-- SOURCE DOCUMENT follows --
Aussie AI

Chapter 19. Supportability

  • Book Excerpt from "Safe C++: Fixing Memory Safety Issues"
  • by David Spuler

What is Supportability?

Supportability refers to making it easier to support your customers in the field. This means making it easier for your customers to solve their problems, and also making it easier for your phone support staff whenever customers call in.

Hey! I have an idea: how about you build an AI chatbot that knows how to debug your software? Umm, sorry, rush of blood to the head.

Some of the areas where the software's design can help both customers and support staff include:

  • Easy method to print the program's basic configuration, version, and platform details (e.g., either an interactive method or they're logged to a file).
  • Printing important platform stats (e.g., what CPU/GPU acceleration was found by the program, what is sizeof int, and so on).
  • Self-check common issues. Don't just check for input file not found. You can also check if it was empty, blanks only, zero words, punctuation only, wrong character encoding, and so on.
  • Verbose and meaningful error messages. Assume every error message will be seen by customers.
  • Specific error messages. Lazy coders group two failures: “ERROR: File not found or empty.” Which is it?
-- SOURCE DOCUMENT concluded --
-- DATA TO EXAMINE follows --
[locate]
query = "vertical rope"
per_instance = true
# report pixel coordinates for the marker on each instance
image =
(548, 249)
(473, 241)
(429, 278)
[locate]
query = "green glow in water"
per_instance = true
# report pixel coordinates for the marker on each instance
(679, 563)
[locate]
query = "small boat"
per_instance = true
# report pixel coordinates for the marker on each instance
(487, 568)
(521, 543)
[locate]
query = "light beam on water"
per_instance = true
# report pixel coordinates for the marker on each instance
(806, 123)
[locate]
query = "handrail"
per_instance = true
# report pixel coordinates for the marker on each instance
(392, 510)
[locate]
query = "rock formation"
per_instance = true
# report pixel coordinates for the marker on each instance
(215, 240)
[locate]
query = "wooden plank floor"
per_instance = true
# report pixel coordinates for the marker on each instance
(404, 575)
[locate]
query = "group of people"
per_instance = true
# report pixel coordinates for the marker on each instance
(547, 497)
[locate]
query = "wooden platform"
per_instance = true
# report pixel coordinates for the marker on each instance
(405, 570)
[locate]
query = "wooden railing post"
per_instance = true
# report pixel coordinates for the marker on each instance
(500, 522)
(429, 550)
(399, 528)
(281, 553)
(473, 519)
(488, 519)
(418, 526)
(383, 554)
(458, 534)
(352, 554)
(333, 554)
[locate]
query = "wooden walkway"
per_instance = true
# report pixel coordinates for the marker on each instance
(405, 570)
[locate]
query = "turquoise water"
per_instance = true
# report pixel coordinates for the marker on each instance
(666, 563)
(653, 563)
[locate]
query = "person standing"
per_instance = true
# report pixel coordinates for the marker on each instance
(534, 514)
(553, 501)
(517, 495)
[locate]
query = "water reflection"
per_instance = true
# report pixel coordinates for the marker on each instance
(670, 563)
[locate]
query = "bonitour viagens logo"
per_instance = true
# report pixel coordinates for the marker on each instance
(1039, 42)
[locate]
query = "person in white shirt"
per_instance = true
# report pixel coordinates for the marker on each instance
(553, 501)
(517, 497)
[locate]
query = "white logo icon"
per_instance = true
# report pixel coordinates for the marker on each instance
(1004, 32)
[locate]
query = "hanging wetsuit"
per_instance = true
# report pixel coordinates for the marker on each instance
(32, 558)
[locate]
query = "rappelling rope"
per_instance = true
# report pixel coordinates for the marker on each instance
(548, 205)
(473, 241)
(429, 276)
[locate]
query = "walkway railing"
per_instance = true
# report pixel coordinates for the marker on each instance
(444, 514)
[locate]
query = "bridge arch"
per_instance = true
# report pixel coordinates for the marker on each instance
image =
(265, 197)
-- DATA TO EXAMINE concluded --
**LIST OF TASKS**
(a) In the supportability excerpt, what does supportability refer to?
(b) Beyond an input file not being found, which common issues does the supportability excerpt suggest the program self-check for?
(c) Continue the supportability excerpt from the end of its final sentence.
The entries have no role in this exercise.

**ANSWERS FOR EACH ITEM**
(a) It refers to making it easier to support your customers in the field.

(b) Empty, blanks only, zero words, punctuation only, wrong character encoding

(c)
  • Unique codes in error messages.
  • Documenting your error messages in public help pages or by making your online support database world-public (gasp!).
  • Retain copies of all shipped executables, with and without debug information, as part of your build and release process, so you can postmortem debug later.
  • Have a procedure whereby customers can upload core files to support.
  • Documentation for customers about how to run the support/debug features of the software, how to run self-diagnostics, or how to locate the tracing logs or other supportability features.
  • Documenting post-mortem procedures, such as gdb on a core file, as customers aren't necessarily engineers.
  • Not crashing in the first place. Fix this by writing perfect code, please.

Why use unique message codes? Adding unique numeric or symbolic codes in your error messages and even in assertions can improve supportability in two ways: self-help and phone support call-ins. A unique code allows customers to find these error codes easily on the internet (i.e.,via Google or Bing), either in your website's online help web pages, or on the third-party websites (e.g., Stack Overflow and the like), where other customers have had the same problem.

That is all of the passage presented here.